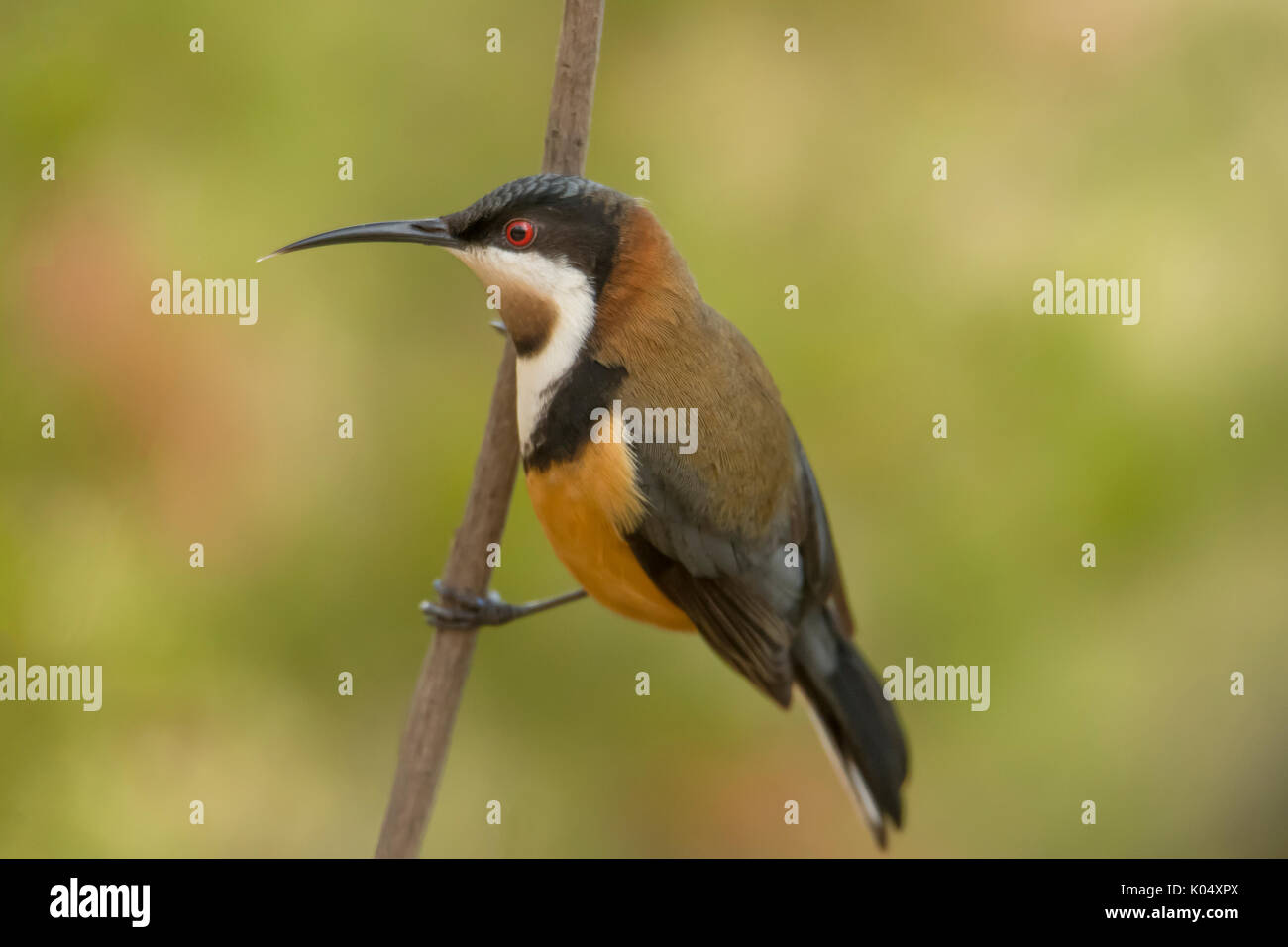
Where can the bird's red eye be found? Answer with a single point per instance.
(520, 232)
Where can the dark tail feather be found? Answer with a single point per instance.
(854, 718)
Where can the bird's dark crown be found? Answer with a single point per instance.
(576, 219)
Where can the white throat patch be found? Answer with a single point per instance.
(568, 291)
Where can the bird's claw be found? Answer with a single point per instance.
(460, 611)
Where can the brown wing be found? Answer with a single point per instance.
(739, 591)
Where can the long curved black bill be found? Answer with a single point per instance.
(430, 231)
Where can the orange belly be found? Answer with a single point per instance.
(585, 506)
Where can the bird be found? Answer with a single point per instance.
(729, 539)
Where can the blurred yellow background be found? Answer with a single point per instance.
(810, 169)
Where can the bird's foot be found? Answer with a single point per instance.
(460, 611)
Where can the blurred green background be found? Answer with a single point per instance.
(769, 169)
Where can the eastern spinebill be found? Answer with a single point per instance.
(601, 308)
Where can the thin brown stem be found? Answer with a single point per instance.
(442, 676)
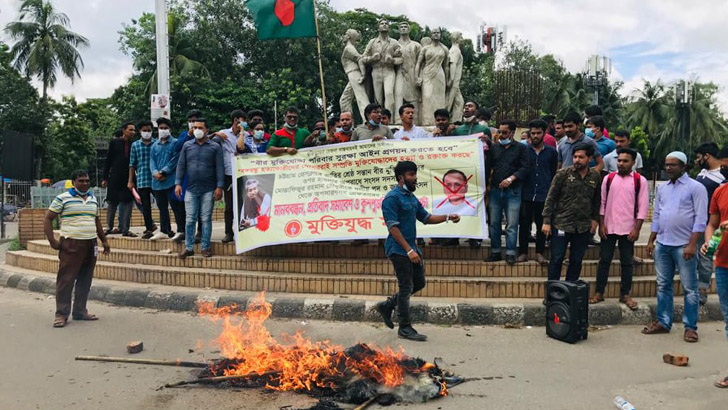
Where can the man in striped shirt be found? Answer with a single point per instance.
(78, 210)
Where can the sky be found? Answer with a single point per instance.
(647, 39)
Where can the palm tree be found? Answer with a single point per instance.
(44, 44)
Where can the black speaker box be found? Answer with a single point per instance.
(567, 310)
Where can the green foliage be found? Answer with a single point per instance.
(44, 44)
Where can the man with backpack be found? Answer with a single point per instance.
(624, 208)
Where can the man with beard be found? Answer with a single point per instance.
(544, 160)
(470, 122)
(572, 207)
(678, 221)
(624, 206)
(706, 158)
(402, 210)
(256, 207)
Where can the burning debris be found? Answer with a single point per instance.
(361, 374)
(253, 358)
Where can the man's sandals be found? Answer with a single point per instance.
(722, 384)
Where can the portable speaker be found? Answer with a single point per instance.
(567, 310)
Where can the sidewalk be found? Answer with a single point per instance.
(444, 311)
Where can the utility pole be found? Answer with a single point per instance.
(162, 48)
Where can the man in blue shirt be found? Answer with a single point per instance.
(163, 166)
(544, 161)
(401, 211)
(202, 162)
(678, 220)
(140, 177)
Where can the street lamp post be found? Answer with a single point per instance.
(597, 73)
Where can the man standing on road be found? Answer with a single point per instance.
(77, 249)
(402, 210)
(678, 221)
(706, 158)
(543, 162)
(507, 163)
(201, 160)
(719, 217)
(622, 192)
(572, 206)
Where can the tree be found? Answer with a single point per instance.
(44, 44)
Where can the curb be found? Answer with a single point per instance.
(357, 310)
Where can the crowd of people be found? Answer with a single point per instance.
(569, 177)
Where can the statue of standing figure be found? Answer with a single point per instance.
(384, 55)
(433, 71)
(455, 100)
(406, 89)
(356, 73)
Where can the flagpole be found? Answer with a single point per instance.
(321, 69)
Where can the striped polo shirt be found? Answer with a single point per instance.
(78, 216)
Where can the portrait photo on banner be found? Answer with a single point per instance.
(450, 188)
(255, 194)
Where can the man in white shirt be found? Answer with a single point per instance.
(622, 139)
(455, 188)
(409, 130)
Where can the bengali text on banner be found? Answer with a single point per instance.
(335, 192)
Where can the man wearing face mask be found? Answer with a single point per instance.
(202, 161)
(507, 163)
(140, 176)
(373, 128)
(470, 122)
(707, 158)
(228, 140)
(290, 138)
(343, 133)
(163, 165)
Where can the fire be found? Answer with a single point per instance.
(298, 363)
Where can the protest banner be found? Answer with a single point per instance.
(335, 192)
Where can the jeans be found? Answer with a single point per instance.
(228, 196)
(577, 243)
(124, 215)
(705, 267)
(508, 200)
(411, 279)
(626, 260)
(667, 258)
(146, 195)
(164, 202)
(721, 285)
(530, 213)
(198, 204)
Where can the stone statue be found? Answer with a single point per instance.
(406, 85)
(433, 70)
(356, 72)
(383, 54)
(455, 100)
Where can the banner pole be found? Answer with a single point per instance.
(321, 69)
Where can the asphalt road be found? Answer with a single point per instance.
(519, 368)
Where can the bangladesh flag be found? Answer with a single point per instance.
(283, 18)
##############################
-- What to do --
Reproduce all of the material above verbatim, line by line, omitting the pictures.

-- Worked answer --
Where can the bird's red eye be found? Answer with a single point per instance.
(520, 232)
Where can the dark tail feather be found? Answer with a single point per instance.
(854, 718)
Where can the bird's dark crown be found? Answer with a single point per instance.
(576, 219)
Where can the white throat patch be found? Answer with a single point per instance.
(568, 291)
Where can the bird's claw be found? Answer with a single point per instance.
(460, 611)
Where can the brown wing be found? Answer with a single point per instance.
(739, 591)
Where can the long curved black bill be found? Answer with a single point per instance.
(430, 231)
Where can the orange belly be found? Answer with a single point per instance.
(585, 506)
Where can the bird be found? Answer with a single point per instance.
(729, 539)
Where can the blurred yellow background be found? Answer with a single point per instance.
(810, 169)
Where can the bird's foot be found? Answer with a single point per instance.
(460, 611)
Where can the blurred green background be found? Answer with a single point per instance.
(769, 169)
Where can the eastern spinebill be found? Answer with a single point per instance.
(601, 308)
Where can the thin brown stem be found? Answer with a single point per instance.
(442, 676)
Where can the man in striped shirt be found? Answer with a single point per instance.
(78, 210)
Where can the sky be found? Answer with a single point per instance.
(647, 39)
Where can the palm tree be found? Answer with a single point per instance.
(44, 44)
Where can the black speaker box be found? Answer with a single point per instance.
(567, 310)
Where can the green foliage be found? Answer with a single point per instance.
(44, 44)
Where can the man with backpack be found? Answer with a single point per instance.
(624, 208)
Where can the man with beard be found? Answer with a single point per instance.
(544, 160)
(470, 122)
(572, 207)
(678, 221)
(624, 206)
(706, 158)
(402, 210)
(256, 207)
Where can the burning debris be found? Answer with a single point per instance.
(361, 374)
(253, 358)
Where can the man's sandals be found? Answer with a single point per instance.
(722, 384)
Where can the portable speaker be found? Answer with a single point per instance.
(567, 310)
Where can the sidewalk be found? Answer with a single point per instance.
(444, 311)
Where can the utility pole be found? Answer with a single point per instance.
(162, 48)
Where can the man in blue shirt be found? Answer with a single point per instance.
(163, 166)
(544, 161)
(401, 211)
(202, 162)
(678, 220)
(140, 177)
Where can the street lamp post be found? Answer with a single point per instance.
(597, 73)
Where can the man standing on road be found? Answer with a single point per instance.
(77, 249)
(402, 210)
(678, 221)
(706, 158)
(543, 162)
(507, 163)
(201, 160)
(719, 217)
(622, 192)
(572, 206)
Where can the tree be found? Answer with a single point per instance.
(44, 44)
Where can the curb be found? Answer with a single point per instance.
(357, 310)
Where can the crowd of people be found? Answer with a single point per instance.
(569, 177)
Where can the statue of standing figure be found? Answer with a single point per instance.
(384, 55)
(433, 71)
(455, 100)
(406, 89)
(356, 73)
Where can the flagpole be found? Answer with a single point per instance.
(321, 69)
Where can the striped polo shirt be found? Answer with a single point per instance.
(78, 216)
Where can the portrait photo on banner be found? Answer with a single point per instance.
(450, 188)
(255, 194)
Where can the man in white shirt be found? Answer with a single point per instance.
(622, 139)
(455, 188)
(409, 130)
Where can the bengali text on banner be found? Answer with a single point per instance.
(335, 192)
Where can the man wearing face mask be found? Answer with a single point per instance.
(202, 161)
(507, 163)
(140, 176)
(373, 128)
(470, 122)
(707, 158)
(228, 140)
(290, 138)
(343, 133)
(163, 165)
Where can the fire be found? Answer with a single point per instance.
(298, 363)
Where can the protest banner be found? Answer with a single point per instance.
(335, 192)
Where can the jeans be found? Answer with a single point per instance.
(228, 196)
(577, 243)
(124, 215)
(705, 267)
(508, 200)
(411, 279)
(626, 260)
(667, 258)
(146, 195)
(164, 202)
(721, 285)
(530, 213)
(198, 204)
Where can the stone statue be found? Answer with a single point per instance.
(406, 85)
(433, 70)
(356, 72)
(383, 54)
(455, 100)
Where can the banner pole be found? Answer with a single point per instance.
(321, 69)
Where can the asphalt road be found? Answer with a single point per instance.
(519, 368)
Where can the bangladesh flag be found? Answer with a single point per instance.
(283, 18)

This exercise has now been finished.